▶ _Data for processing_
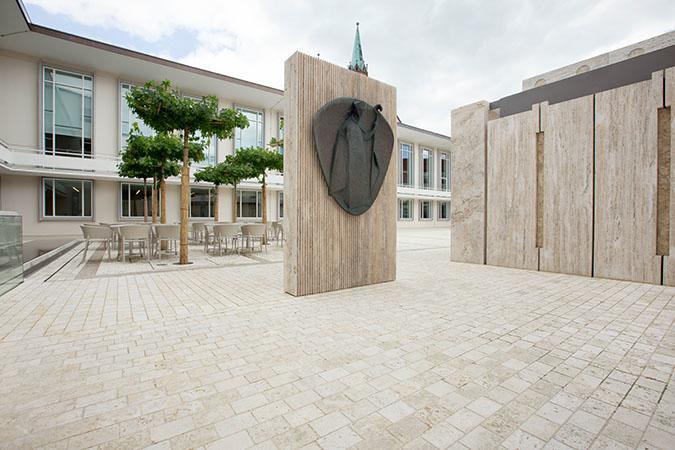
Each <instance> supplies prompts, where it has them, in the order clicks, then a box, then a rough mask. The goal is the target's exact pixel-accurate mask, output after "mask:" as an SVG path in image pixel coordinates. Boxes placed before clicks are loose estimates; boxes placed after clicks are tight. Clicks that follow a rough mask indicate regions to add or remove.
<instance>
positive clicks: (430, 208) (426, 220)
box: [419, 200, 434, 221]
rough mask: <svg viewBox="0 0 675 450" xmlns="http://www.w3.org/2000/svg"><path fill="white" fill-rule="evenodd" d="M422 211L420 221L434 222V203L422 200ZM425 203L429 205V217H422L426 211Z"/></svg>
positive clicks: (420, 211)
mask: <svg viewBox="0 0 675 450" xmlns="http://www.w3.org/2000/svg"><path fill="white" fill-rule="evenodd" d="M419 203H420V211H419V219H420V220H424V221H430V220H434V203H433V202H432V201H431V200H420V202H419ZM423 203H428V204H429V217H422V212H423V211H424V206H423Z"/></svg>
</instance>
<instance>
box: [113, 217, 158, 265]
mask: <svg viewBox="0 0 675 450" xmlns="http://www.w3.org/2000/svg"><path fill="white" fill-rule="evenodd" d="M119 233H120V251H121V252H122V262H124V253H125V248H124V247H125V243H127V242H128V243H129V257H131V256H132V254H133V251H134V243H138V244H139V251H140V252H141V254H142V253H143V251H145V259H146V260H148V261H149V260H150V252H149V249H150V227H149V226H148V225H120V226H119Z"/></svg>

* * *

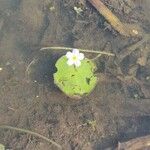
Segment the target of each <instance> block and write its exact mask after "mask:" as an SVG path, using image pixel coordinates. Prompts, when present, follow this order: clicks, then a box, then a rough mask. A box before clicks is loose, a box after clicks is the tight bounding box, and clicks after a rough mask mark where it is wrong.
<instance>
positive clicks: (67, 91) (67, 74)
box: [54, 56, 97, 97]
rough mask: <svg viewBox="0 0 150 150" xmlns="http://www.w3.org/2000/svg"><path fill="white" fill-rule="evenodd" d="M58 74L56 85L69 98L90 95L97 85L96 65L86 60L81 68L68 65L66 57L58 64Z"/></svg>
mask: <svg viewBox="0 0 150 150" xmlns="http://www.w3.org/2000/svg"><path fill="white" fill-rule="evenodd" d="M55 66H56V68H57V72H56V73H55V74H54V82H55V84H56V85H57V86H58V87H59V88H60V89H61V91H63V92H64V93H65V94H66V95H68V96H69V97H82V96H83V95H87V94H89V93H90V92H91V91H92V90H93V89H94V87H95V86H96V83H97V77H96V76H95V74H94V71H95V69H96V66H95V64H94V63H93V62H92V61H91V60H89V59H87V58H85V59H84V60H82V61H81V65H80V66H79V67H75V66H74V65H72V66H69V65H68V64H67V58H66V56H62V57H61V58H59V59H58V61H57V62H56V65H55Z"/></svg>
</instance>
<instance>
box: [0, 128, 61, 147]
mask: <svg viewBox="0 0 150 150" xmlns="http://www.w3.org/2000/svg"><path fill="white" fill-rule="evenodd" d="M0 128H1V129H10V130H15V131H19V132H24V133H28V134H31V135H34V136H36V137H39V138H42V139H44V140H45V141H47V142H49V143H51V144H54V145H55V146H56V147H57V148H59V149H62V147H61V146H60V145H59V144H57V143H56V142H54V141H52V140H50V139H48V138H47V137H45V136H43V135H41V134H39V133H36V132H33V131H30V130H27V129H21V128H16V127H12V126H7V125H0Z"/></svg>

--

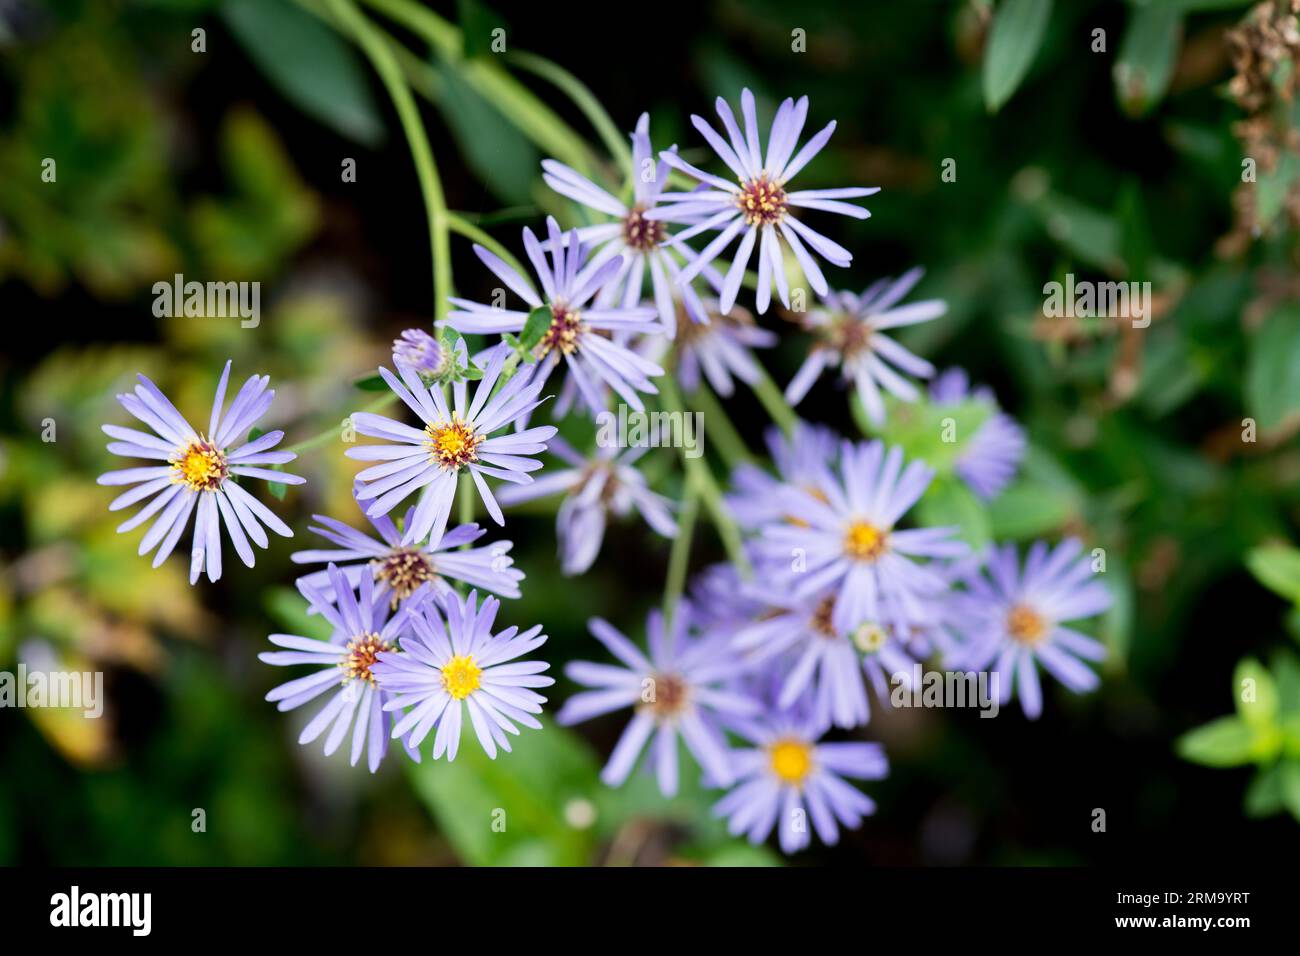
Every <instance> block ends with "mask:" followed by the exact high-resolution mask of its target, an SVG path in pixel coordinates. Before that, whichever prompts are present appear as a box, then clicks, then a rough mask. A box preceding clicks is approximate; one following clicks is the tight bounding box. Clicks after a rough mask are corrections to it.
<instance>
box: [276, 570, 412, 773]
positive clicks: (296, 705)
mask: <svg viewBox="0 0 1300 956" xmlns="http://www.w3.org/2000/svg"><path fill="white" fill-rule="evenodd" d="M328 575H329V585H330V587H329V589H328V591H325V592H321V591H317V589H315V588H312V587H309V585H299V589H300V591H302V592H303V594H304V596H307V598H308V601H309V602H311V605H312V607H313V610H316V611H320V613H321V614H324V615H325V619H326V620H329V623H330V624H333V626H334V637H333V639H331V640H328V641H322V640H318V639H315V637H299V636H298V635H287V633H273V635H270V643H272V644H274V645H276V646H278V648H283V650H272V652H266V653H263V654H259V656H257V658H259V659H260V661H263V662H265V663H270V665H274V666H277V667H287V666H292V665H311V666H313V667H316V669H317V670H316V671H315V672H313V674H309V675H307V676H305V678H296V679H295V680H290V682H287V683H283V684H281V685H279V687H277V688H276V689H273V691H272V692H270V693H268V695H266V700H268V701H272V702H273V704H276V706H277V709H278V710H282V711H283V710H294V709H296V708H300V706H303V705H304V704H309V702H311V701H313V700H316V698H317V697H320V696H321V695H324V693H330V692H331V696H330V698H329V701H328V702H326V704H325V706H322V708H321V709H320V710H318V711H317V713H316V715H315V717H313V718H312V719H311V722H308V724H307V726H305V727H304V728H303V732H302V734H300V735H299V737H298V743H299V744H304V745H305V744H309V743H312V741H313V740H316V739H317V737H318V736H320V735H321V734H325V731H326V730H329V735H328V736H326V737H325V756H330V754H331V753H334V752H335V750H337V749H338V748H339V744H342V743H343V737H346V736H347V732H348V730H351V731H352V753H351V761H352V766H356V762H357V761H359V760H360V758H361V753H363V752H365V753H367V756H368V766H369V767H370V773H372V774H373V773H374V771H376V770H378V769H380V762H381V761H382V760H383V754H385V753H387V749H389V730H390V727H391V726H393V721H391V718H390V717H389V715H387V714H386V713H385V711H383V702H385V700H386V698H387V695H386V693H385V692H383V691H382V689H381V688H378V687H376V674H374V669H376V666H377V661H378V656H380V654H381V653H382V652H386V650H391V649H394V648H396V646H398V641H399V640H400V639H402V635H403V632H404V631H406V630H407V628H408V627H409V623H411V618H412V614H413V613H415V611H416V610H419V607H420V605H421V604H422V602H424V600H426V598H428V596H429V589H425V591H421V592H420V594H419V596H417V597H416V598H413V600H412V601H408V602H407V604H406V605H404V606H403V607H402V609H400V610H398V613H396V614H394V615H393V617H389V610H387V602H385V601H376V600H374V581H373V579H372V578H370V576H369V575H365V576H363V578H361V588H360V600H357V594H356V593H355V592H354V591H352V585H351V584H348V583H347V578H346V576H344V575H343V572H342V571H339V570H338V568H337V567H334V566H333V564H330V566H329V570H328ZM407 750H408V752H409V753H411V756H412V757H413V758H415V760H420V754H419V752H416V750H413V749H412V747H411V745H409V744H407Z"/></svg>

▶ _What you have to do_
How many lines in the listing contain "loose"? Answer with the number alone.

▶ _Response to the task_
2